### SOURCE TEXT
● ● ● ● ●

Tonight we have this from a Jacques Attali column, originally published in L'Express on Tuesday, and posted at truthout.org tonight: "
The Geithner Bubble." And, after that, another piece that followed it over at truthout.org, a reprint of Robert Reich's blog post from the past day which, in many ways, says the same thing that Jacques Attali is telling us: "
Why We're Not at the Beginning of the End, and Probably Not Even At the End of the Beginning."
SATURDAY 18 APRIL 2009
The Geithner Bubble
Tuesday 14 April 2009
by: Jacques Attali | Visit article original @ L'Express
In some people's eyes, a miraculous emergence from the crisis is brewing: Through the combined play of the Geithner plan, (which allows investment funds and banks to buy other banks' toxic assets, borrowing most of what they need to do so from the Federal budget) and accounting changes (which allow banks to carry those assets at an inflated value), we see a derivatives market take hold in which some will sell these assets at a very high price to others in order to buy more of those assets at a still higher price: so that an asset value bubble will form, entirely financed by the taxpayer. The value of banks' capital funds, up until now totally corrupted by the presence of these toxic assets, will be raised naturally by this operation, without the government having to spend any money apart from that which will have allowed the banks to buy these products and make their price rise. Then growth will be able to take off again, creating new financial fortunes in the midst of innumerable industrial bankruptcies.
This bubble is already underway: It can be measured by the difference between the stock market ( in full growth mode), in particular, stocks of at-risk sectors (especially the financial sector) and the (totally anemic) credit market, by the difference between the (negative) change in estimated profits and the (positive) change in stock prices, by the increase in company multiples, by the foreseeable nature of central bank actions, allowing the return of mechanisms for currency transfer, the so-called carry trade, on the dollar and the yen.
All by itself, this bubble could soon impart the feeling that the crisis is over: Banks will become solvent again, will reimburse the government the sums they've borrowed - recovering along the way their rights to distribute bonuses; the price increase in financial assets will relaunch investment, employment and growth. Thus will the unemployed and the taxpayers have reactivated the bonus pump that jobholders and lenders could no longer feed.
I really wish I could post the entire column, but I won't. So, I hope you read it via the link above. It is pretty powerful stuff.
I will provide us with one more Attali phrase (he's got some pretty profound, but-matter-of-factly stated quotes throughout his brief column) which is, for lack of a better word, intense:
"An immoral emergence from the crisis is better than a depression. "

● ● ● ● ●

### PROVIDED DATA
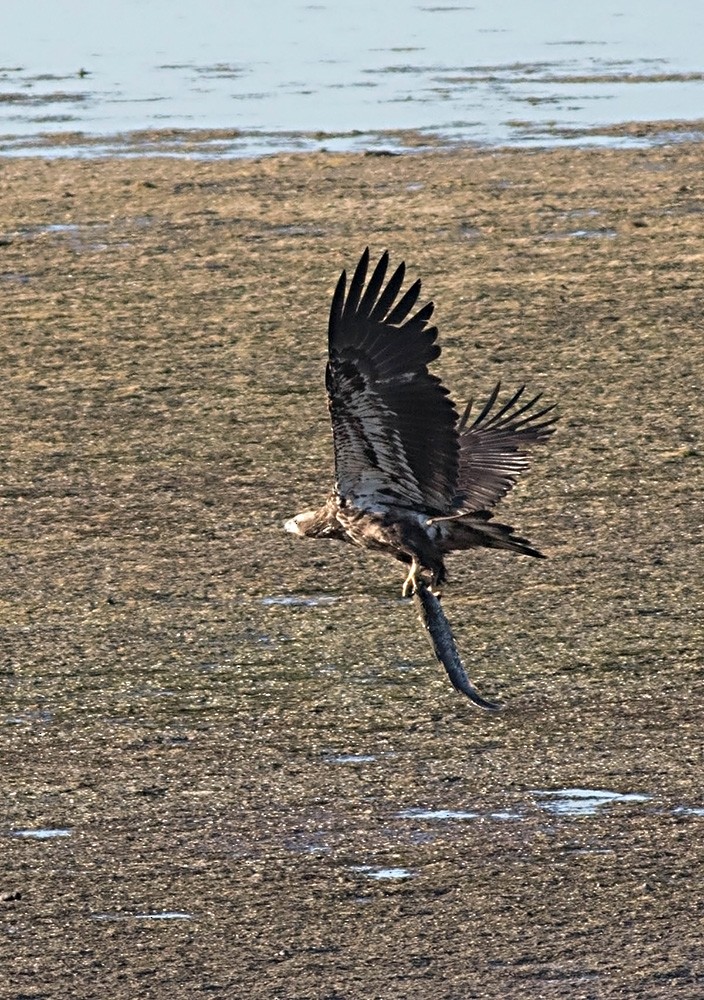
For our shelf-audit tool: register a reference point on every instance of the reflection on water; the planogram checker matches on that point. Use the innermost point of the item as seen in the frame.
(583, 801)
(304, 76)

● ● ● ● ●

### COMPLETE THE FOLLOWING
A - From the post about the Geithner bubble, translate this sentence into Spanish: "An immoral emergence from the crisis is better than a depression."
B - Carry on the post about the Geithner bubble, starting right after its last sentence.

### PER-TASK OUTPUTS
A - Una salida inmoral de la crisis es mejor que una depresión.

B -
Attali is a professor, writer, former advisor to the President of France, founder and first president of the European Bank for Reconstruction and Development in London from 1991 to 1993, and among other things, president of PlaNet Finance, "an international charitable organization that brings together the world's microfinance institutions."
Following Mr. Attali's column from L'Express, we have this from former US Secretary of Labor Robert Reich, which, IMHO, serves as the perfect accompaniment to Mr. Attali's column; a veritable second course, as it were: "Why We're Not at the Beginning of the End, and Probably Not Even At the End of the Beginning."
Why We're Not at the Beginning of the End, and Probably Not Even At the End of the Beginning
Friday 10 April 2009
by: Robert Reich | Visit article original @ Robert Reich's Blog
...we're not at the beginning of the end. I'm not even sure we're at the end of the beginning. All of these pieces of upbeat news are connected by one fact: the flood of money the Fed has been releasing into the economy. Of course mortage rates are declining, mortgage orginations are surging, and people and companies are borrowing more. So much money is sloshing around the economy that its price is bound to drop. And cheap money is bound to induce some borrowing. The real question is whether this means an economic turnaround. The answer is it doesn't.
Cheap money, you may remember, got us into this mess. Six years ago, the Fed (Alan Greenspan et al) lowered interest rates to 1 percent. Adjusted for inflation, this made money essentially free to large lenders. The large lenders did exactly what they could be expected to do with free money - get as much of it as possible and then lent it out to anyone who could stand up straight (and many who couldn't). With no regulators looking over their shoulders, they got away with the financial equivalent of murder.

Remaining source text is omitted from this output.